-- Input data follows --

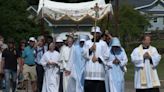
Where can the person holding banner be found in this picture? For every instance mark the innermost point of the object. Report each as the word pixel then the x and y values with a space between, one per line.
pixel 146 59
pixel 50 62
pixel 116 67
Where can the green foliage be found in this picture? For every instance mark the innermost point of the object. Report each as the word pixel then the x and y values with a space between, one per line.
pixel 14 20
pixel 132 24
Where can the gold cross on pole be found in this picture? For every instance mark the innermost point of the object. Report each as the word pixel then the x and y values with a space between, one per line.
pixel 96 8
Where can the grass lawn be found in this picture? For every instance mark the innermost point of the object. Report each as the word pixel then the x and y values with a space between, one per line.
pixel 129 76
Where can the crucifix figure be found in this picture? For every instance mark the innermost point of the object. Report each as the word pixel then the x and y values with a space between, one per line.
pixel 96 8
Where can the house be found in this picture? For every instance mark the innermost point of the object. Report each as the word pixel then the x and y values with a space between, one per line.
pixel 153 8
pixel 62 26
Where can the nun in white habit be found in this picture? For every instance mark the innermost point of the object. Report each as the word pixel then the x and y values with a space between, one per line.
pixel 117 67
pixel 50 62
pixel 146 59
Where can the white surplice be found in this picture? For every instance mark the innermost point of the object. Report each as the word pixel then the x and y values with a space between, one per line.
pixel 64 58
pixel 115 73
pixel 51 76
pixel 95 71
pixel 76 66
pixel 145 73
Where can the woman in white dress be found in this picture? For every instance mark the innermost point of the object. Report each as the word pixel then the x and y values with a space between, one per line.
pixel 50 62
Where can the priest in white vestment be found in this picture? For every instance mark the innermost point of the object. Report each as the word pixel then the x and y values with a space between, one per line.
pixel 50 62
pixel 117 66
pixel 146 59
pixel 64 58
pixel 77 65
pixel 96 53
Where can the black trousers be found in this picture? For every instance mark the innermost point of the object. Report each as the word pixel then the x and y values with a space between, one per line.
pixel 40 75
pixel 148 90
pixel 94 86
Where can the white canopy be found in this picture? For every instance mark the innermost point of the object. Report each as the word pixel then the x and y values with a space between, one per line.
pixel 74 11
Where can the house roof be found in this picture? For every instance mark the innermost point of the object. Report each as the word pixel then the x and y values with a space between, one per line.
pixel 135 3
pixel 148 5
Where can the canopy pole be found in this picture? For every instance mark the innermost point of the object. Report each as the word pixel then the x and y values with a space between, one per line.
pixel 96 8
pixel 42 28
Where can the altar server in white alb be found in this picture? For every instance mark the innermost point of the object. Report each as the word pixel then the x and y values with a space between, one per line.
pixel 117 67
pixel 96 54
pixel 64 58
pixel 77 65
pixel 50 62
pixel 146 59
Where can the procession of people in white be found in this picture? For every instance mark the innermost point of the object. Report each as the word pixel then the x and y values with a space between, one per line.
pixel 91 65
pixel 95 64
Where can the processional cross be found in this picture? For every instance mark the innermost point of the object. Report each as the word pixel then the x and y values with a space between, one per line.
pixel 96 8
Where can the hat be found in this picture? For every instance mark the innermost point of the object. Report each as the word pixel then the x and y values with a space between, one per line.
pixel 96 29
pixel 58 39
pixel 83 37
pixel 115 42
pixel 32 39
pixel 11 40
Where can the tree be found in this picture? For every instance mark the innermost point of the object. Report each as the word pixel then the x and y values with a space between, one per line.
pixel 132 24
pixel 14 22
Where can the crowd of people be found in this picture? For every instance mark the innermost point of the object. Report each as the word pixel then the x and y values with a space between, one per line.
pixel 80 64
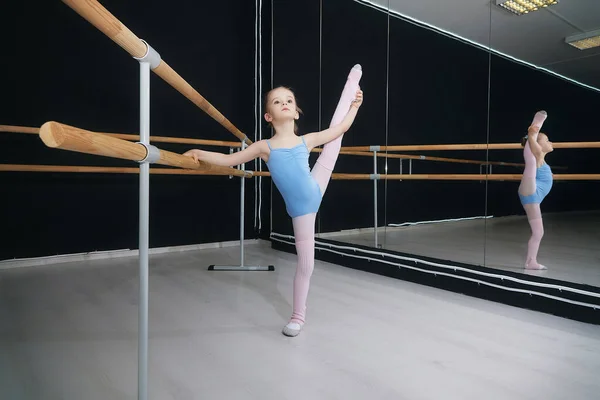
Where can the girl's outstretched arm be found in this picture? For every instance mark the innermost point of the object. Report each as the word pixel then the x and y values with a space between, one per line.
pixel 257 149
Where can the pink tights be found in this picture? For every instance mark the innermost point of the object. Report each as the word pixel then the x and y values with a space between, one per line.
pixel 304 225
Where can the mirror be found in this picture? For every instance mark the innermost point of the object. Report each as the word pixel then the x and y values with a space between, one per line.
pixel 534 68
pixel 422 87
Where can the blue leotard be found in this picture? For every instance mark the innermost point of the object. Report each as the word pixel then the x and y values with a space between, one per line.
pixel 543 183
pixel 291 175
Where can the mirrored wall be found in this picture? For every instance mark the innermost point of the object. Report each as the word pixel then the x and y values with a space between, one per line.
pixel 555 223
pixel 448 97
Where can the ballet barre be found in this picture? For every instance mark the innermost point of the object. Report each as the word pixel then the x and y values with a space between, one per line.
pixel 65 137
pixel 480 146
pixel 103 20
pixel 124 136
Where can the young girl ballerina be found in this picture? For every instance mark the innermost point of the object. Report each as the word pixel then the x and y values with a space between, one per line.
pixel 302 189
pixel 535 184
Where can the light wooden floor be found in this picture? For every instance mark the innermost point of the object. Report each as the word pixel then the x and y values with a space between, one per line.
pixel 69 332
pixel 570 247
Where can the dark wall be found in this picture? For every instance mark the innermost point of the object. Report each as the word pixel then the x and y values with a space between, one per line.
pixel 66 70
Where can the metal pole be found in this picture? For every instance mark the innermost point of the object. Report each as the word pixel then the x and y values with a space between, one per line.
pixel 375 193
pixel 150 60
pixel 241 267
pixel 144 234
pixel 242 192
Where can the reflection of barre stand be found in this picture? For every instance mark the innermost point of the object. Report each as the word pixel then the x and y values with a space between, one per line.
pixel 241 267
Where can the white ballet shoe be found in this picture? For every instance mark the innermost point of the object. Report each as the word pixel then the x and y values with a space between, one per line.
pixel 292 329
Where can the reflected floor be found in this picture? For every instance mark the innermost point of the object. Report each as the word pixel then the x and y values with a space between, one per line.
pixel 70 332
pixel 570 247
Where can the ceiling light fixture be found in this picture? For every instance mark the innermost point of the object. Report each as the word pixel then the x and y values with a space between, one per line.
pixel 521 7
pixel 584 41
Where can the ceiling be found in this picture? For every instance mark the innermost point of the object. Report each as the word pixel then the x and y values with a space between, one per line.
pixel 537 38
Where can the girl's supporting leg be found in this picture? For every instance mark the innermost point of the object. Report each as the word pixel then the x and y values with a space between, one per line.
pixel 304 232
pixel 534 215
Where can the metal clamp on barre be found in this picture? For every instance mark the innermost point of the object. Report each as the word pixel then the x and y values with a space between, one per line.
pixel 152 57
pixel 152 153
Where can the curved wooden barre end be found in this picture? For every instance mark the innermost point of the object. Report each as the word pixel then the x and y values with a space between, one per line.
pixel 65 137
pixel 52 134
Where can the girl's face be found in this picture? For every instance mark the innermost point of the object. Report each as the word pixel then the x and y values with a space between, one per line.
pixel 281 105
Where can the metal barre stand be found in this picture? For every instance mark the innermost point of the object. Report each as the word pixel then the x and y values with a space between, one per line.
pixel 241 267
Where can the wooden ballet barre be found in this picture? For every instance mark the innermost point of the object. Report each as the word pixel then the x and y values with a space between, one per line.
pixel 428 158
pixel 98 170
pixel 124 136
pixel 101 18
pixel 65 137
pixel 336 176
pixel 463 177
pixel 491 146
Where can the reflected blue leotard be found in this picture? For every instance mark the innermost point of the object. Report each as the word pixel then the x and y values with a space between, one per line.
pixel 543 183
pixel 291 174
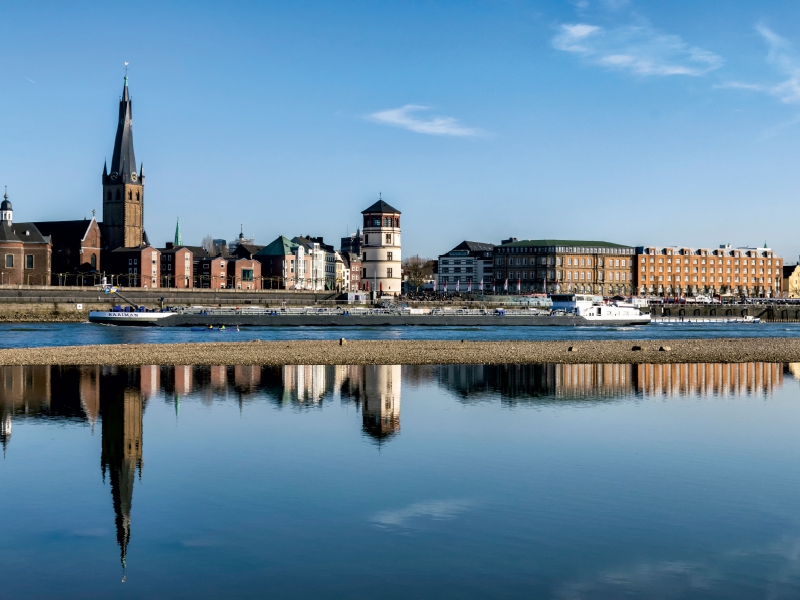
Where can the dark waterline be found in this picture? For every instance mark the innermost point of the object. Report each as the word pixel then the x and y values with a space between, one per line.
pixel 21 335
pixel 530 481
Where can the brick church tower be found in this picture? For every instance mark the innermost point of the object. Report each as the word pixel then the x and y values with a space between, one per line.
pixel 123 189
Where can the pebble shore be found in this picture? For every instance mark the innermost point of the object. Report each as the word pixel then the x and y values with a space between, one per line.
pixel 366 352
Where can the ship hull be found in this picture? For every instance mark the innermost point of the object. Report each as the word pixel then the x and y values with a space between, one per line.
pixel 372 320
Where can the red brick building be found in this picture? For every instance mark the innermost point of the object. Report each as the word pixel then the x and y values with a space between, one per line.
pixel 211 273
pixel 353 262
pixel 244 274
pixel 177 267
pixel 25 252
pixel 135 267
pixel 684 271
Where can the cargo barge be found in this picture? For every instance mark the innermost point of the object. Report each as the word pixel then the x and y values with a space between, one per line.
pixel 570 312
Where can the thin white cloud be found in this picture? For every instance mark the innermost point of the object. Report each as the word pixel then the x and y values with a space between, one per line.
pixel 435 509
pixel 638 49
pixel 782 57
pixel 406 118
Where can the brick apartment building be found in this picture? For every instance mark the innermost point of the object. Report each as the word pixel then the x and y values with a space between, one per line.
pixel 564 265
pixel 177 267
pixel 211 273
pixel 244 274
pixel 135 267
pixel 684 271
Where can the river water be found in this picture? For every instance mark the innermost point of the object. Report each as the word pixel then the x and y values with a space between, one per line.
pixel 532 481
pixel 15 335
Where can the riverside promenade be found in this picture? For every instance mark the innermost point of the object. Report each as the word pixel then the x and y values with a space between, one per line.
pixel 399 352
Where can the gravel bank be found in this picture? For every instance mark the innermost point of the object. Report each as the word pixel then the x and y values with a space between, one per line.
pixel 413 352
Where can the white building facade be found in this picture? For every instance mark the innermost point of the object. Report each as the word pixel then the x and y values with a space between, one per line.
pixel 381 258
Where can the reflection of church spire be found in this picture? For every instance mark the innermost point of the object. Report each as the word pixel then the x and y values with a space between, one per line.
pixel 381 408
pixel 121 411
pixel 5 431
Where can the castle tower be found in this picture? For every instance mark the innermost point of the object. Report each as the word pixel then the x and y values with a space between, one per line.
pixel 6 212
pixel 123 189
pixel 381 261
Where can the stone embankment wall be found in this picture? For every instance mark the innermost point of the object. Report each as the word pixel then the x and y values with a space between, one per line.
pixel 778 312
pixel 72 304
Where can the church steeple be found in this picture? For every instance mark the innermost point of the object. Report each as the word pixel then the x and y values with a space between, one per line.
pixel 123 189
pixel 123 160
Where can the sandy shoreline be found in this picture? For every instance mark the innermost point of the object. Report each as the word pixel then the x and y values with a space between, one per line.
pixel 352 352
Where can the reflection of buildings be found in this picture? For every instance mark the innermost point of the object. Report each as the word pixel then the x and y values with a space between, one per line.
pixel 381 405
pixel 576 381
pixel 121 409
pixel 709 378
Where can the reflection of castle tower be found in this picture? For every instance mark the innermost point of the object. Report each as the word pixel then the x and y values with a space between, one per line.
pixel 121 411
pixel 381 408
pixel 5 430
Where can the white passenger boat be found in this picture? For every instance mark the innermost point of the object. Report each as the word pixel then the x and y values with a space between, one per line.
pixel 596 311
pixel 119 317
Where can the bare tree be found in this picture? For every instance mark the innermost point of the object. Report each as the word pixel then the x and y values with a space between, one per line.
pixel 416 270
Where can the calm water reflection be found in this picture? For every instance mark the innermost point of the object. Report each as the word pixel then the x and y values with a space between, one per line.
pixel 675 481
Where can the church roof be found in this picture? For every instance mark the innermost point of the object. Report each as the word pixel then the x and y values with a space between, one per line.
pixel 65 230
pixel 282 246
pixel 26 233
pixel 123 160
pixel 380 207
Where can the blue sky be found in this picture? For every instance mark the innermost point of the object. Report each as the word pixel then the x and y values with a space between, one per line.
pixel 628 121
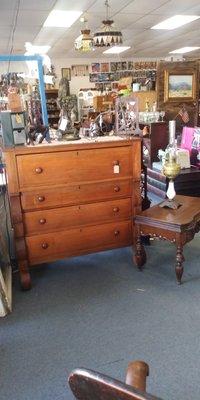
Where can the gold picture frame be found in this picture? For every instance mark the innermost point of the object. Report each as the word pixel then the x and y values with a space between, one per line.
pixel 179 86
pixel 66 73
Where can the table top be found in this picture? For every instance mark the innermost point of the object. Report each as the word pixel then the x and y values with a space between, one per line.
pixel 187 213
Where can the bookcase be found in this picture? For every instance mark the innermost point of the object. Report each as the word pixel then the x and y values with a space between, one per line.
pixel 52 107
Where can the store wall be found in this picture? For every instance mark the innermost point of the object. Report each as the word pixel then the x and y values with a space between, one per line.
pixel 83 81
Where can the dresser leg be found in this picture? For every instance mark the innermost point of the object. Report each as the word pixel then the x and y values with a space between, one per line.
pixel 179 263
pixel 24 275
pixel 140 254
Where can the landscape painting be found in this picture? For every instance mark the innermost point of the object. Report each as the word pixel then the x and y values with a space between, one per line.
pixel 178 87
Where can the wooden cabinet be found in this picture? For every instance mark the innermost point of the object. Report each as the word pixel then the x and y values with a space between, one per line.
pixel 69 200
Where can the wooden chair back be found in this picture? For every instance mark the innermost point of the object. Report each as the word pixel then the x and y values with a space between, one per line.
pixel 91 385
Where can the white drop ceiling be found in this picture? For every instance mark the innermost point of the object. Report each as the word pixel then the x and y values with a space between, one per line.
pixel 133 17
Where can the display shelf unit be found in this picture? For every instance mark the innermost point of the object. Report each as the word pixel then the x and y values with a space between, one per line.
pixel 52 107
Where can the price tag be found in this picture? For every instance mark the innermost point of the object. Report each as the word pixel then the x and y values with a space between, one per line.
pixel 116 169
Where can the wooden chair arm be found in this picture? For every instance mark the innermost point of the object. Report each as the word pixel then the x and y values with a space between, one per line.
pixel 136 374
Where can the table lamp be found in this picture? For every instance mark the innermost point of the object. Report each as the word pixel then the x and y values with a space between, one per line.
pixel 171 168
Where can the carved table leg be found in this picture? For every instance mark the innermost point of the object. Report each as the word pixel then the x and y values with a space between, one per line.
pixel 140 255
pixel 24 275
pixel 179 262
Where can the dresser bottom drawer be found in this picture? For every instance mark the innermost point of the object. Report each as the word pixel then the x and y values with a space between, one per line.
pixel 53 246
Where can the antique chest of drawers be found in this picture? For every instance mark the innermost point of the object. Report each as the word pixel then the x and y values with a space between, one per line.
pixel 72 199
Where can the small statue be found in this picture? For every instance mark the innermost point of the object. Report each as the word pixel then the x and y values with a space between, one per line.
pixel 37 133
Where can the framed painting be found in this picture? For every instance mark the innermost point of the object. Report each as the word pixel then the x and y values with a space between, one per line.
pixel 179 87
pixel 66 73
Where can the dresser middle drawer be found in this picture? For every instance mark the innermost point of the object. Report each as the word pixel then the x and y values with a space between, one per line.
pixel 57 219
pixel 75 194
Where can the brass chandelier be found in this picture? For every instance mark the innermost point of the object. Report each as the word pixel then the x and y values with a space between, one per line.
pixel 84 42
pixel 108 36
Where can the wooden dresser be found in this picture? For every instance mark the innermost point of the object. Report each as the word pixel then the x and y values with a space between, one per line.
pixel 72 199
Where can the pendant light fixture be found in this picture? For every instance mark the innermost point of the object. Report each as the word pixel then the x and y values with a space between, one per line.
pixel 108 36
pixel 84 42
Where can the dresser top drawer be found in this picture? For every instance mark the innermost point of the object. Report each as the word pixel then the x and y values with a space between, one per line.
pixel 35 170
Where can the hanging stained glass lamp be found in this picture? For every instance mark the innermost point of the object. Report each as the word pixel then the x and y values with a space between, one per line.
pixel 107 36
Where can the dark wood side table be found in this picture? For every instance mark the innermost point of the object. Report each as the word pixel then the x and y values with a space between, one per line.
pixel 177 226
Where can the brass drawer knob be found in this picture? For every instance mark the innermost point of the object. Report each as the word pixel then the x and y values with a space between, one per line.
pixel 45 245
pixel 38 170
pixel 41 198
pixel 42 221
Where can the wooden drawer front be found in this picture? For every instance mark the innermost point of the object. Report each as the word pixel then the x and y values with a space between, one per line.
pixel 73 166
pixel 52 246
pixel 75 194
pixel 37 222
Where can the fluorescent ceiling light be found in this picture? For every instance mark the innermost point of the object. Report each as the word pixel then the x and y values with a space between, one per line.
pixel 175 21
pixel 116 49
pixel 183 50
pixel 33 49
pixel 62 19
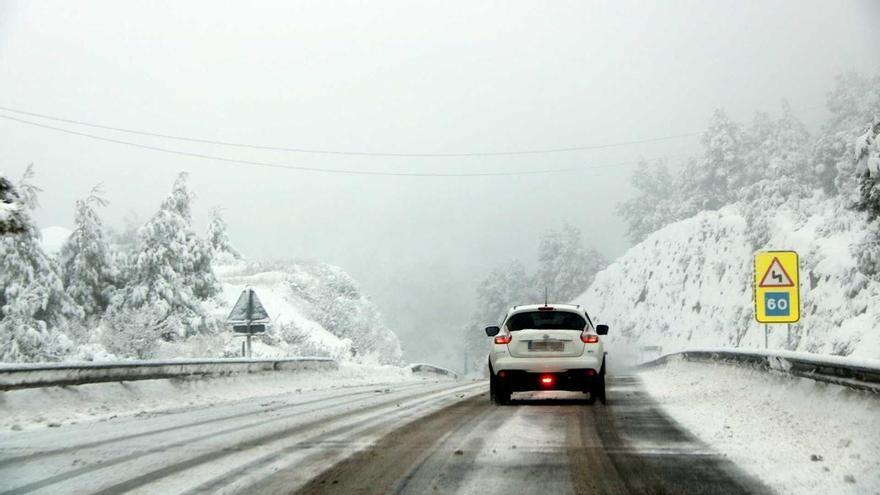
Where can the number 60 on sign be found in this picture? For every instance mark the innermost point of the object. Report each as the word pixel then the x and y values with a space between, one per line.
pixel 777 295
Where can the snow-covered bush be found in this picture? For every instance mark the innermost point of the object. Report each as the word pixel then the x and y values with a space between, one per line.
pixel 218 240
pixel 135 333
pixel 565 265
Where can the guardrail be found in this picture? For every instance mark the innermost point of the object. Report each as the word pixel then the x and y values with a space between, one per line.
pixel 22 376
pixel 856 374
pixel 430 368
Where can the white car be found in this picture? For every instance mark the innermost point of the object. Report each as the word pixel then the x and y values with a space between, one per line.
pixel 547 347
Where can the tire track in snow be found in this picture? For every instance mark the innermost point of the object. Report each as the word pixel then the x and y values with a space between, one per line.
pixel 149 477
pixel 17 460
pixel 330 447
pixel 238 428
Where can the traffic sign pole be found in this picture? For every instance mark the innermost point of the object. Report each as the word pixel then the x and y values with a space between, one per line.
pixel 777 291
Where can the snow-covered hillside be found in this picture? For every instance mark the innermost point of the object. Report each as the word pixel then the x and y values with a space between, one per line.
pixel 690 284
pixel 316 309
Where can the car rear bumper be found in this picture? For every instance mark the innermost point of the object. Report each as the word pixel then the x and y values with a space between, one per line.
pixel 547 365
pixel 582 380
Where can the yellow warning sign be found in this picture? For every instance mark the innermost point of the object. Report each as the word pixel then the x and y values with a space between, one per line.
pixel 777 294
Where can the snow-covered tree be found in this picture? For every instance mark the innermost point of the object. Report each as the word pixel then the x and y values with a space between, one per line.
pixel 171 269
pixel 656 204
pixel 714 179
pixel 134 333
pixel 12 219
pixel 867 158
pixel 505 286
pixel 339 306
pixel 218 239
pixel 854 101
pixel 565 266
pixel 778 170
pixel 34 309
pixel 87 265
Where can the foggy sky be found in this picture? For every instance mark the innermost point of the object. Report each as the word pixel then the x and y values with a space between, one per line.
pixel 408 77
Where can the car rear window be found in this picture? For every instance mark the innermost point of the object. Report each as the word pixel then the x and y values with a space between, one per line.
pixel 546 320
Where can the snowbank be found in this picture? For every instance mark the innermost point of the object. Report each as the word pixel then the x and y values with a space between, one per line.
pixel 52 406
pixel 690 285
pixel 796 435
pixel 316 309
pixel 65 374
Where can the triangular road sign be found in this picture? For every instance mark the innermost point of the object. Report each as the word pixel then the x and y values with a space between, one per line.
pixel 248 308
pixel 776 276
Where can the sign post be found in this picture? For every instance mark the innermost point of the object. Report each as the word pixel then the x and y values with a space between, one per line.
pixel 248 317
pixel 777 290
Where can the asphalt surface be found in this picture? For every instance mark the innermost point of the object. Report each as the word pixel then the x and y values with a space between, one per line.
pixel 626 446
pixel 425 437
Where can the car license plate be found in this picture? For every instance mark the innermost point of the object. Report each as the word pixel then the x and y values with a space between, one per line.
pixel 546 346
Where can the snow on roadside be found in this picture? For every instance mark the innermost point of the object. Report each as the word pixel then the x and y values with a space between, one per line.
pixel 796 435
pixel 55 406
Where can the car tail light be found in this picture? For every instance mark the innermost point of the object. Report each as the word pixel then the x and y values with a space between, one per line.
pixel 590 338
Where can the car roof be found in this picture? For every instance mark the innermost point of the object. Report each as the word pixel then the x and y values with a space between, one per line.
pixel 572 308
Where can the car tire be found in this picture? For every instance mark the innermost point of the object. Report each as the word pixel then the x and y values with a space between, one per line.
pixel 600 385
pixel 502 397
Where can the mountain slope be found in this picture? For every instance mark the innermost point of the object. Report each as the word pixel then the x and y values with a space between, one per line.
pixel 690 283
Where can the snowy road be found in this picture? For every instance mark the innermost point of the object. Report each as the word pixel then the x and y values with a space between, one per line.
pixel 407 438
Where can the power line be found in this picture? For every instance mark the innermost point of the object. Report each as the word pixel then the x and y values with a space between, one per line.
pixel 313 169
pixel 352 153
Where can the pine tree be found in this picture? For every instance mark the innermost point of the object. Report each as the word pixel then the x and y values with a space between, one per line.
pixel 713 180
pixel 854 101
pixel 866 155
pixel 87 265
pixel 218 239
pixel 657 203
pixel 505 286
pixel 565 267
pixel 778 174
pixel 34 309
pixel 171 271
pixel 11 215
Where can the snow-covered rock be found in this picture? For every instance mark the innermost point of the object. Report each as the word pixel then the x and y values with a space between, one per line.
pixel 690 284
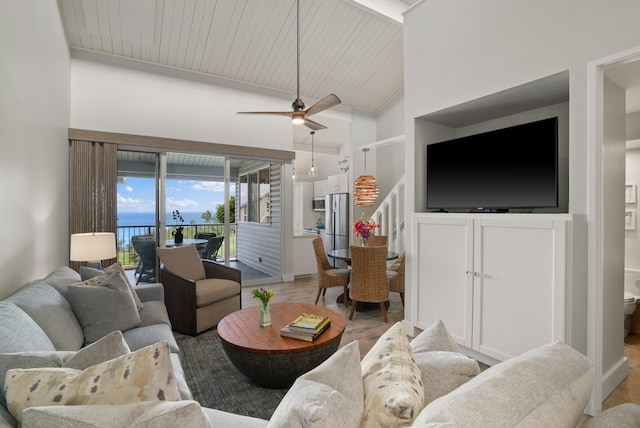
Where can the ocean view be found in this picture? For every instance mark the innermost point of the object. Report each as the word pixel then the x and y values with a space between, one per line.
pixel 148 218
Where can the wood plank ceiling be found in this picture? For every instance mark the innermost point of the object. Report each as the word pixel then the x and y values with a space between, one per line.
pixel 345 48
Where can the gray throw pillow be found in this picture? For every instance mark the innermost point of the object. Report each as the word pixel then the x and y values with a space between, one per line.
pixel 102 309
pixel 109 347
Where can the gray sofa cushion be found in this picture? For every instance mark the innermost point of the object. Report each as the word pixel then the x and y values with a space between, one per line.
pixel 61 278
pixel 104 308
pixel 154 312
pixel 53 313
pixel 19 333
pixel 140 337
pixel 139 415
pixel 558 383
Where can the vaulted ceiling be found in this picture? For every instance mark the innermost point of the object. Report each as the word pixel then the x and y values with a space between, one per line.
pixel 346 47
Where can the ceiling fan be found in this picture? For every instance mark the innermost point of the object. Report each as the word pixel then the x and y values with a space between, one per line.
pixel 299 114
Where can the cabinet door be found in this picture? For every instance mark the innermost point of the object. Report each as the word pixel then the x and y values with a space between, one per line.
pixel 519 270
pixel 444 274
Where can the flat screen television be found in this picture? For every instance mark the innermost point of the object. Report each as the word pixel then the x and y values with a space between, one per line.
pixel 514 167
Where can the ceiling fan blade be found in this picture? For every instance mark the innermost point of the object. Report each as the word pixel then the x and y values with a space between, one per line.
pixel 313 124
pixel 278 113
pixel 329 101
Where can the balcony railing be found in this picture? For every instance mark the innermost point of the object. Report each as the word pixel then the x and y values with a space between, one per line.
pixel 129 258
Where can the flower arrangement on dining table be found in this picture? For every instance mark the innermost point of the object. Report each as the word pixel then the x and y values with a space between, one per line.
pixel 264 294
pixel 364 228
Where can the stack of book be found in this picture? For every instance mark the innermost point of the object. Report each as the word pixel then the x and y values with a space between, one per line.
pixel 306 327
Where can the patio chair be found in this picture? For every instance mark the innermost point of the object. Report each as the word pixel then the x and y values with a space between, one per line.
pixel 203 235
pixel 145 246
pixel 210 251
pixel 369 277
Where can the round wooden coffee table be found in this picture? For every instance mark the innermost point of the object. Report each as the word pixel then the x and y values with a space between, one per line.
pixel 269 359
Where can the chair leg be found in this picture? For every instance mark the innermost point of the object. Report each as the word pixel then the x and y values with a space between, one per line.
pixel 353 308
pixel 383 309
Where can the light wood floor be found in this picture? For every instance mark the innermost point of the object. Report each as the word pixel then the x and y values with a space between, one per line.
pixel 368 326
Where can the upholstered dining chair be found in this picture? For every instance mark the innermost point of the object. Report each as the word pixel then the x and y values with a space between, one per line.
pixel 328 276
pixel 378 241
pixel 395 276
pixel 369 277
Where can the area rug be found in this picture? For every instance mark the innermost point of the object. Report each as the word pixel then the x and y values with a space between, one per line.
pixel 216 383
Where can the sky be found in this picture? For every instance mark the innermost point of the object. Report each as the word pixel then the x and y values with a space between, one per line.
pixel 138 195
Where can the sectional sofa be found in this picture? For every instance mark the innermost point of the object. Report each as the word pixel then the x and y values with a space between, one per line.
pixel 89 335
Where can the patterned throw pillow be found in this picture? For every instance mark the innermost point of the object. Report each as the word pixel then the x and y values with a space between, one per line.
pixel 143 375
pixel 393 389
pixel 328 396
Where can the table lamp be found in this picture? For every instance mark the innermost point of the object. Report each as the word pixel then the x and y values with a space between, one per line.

-- Input data concluded --

### Task prompt
Your output should be an exact transcription of the line that holds "Where can the patterned" and each line after it through the end of the listing above.

### Result of the exercise
Where can the patterned throw pillow be found in this picture? For every instance mark the innermost point of the object. Report each as the word pixel then the x and y values with a space between, one per line.
pixel 143 375
pixel 393 389
pixel 328 396
Where can the table lamp be found in this picture? For every instance mark the innermost point of the object. Report each as the word pixel then the x and y values with a space between, one per line.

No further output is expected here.